- PROBLEM TO SOLVE
If a line of the data below contains the string "jeans", copy it into your answer.

☆ ☆ ☆ ☆ ☆

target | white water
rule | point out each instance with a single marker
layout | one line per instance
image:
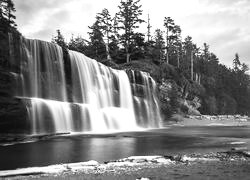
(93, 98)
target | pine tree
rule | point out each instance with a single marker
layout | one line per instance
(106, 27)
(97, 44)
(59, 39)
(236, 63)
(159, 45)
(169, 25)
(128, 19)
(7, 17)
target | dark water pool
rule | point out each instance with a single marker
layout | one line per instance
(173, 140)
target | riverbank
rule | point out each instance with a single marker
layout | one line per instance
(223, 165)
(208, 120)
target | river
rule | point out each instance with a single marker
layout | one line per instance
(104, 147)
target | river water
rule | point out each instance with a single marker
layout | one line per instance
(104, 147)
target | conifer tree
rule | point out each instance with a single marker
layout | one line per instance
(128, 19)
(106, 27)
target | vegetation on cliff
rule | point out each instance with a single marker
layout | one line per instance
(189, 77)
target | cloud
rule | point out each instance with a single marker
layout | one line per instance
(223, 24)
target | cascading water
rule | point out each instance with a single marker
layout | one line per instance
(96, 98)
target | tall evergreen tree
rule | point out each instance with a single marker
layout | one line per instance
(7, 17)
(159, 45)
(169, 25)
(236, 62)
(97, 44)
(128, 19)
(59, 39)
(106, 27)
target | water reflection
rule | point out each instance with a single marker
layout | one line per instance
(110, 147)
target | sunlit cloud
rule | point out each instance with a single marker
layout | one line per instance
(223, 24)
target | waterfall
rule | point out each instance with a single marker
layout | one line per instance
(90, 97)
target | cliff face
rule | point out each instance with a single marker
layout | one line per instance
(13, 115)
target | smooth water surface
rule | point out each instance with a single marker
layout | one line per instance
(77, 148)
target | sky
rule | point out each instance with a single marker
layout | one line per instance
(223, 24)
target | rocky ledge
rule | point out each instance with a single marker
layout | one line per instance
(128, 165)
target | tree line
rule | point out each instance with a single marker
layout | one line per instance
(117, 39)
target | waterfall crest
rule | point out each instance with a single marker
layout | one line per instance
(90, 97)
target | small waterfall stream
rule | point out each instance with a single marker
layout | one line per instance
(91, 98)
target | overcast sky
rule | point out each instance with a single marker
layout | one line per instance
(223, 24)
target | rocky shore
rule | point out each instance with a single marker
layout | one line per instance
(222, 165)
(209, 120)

☆ ☆ ☆ ☆ ☆

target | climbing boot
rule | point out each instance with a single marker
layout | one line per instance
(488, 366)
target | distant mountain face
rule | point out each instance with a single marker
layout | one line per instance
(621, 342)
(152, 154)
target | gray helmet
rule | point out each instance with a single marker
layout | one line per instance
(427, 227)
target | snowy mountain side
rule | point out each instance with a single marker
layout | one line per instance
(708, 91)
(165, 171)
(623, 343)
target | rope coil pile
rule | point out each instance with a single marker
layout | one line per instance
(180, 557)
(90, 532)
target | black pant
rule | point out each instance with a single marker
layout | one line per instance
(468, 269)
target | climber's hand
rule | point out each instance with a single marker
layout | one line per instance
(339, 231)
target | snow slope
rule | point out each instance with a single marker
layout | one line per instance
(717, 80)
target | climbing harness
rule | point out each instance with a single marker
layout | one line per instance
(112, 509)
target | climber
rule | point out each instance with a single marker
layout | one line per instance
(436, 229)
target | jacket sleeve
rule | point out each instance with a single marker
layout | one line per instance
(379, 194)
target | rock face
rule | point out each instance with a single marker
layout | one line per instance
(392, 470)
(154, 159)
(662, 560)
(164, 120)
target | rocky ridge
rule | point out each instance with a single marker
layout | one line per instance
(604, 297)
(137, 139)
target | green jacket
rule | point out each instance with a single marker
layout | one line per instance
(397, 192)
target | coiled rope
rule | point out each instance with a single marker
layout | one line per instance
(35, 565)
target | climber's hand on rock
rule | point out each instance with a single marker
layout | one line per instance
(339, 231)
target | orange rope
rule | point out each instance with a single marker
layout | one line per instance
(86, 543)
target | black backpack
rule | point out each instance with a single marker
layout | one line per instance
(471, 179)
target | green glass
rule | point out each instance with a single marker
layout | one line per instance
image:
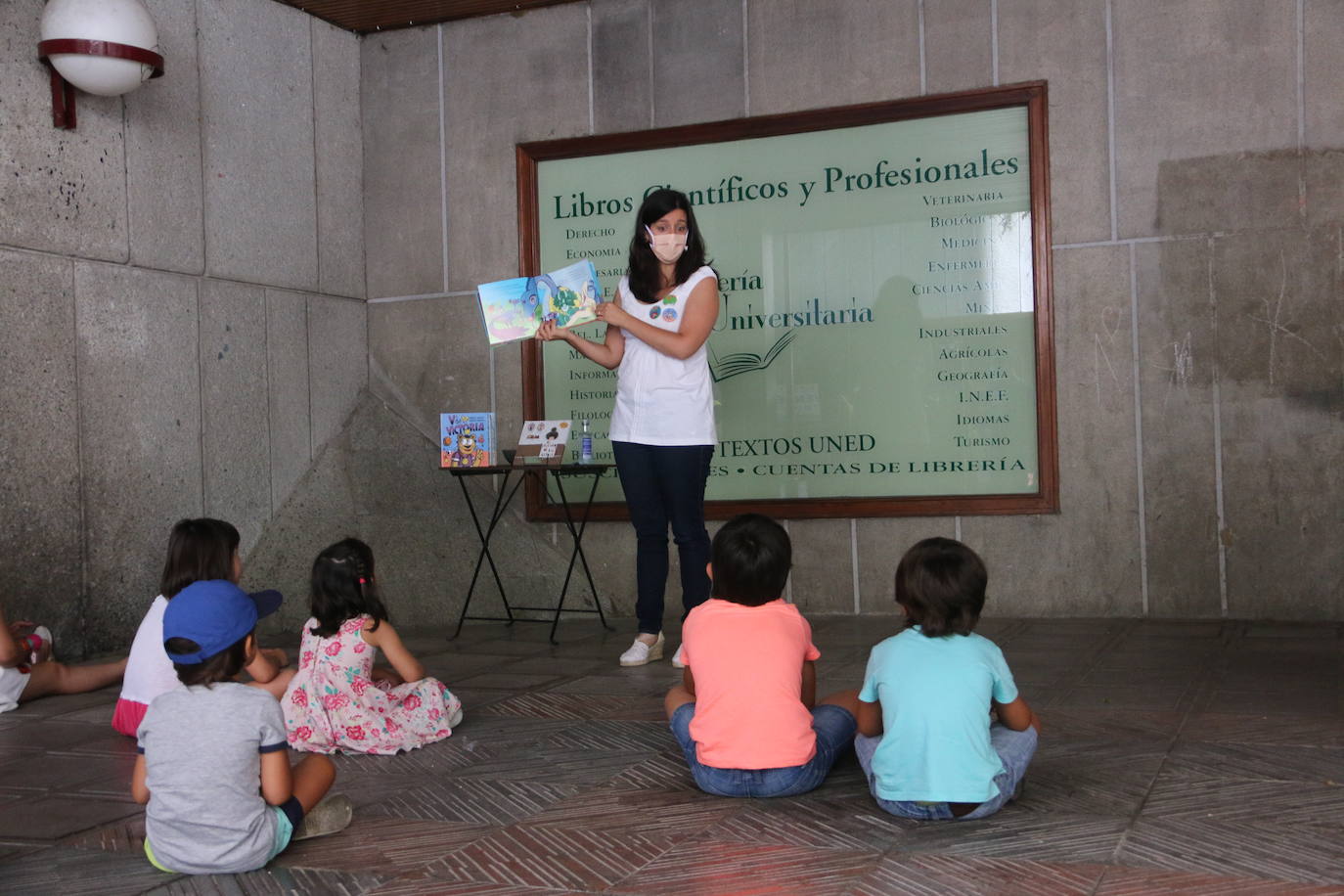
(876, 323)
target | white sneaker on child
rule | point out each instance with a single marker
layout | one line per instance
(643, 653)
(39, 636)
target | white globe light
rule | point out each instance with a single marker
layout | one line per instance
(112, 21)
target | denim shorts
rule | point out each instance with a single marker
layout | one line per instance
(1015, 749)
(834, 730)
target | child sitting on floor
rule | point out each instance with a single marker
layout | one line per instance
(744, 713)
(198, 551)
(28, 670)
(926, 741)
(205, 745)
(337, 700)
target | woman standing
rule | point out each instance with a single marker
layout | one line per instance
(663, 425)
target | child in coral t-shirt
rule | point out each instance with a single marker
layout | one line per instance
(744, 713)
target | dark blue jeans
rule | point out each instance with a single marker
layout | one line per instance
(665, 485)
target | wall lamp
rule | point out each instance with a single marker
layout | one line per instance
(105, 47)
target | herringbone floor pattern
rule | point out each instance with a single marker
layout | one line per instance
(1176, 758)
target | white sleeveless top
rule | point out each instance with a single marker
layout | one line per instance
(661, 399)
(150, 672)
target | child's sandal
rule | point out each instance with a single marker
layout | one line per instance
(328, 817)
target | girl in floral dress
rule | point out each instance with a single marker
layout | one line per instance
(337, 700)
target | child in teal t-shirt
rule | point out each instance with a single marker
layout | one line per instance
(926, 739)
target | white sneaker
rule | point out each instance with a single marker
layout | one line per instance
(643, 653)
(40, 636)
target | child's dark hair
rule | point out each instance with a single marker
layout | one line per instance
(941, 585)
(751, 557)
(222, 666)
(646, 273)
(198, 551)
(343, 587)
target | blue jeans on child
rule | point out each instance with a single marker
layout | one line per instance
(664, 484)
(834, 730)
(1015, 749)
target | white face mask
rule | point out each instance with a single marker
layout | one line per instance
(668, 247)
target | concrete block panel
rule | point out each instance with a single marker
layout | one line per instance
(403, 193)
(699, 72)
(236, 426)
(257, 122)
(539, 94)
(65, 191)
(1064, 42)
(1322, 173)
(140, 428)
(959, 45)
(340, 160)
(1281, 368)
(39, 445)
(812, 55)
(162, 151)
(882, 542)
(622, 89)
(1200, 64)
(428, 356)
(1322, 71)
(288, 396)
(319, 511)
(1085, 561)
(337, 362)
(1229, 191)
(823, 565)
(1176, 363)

☆ ☆ ☆ ☆ ☆

- ANSWER FOR THE TASK
target | dark blue jeans
target | blue jeans on child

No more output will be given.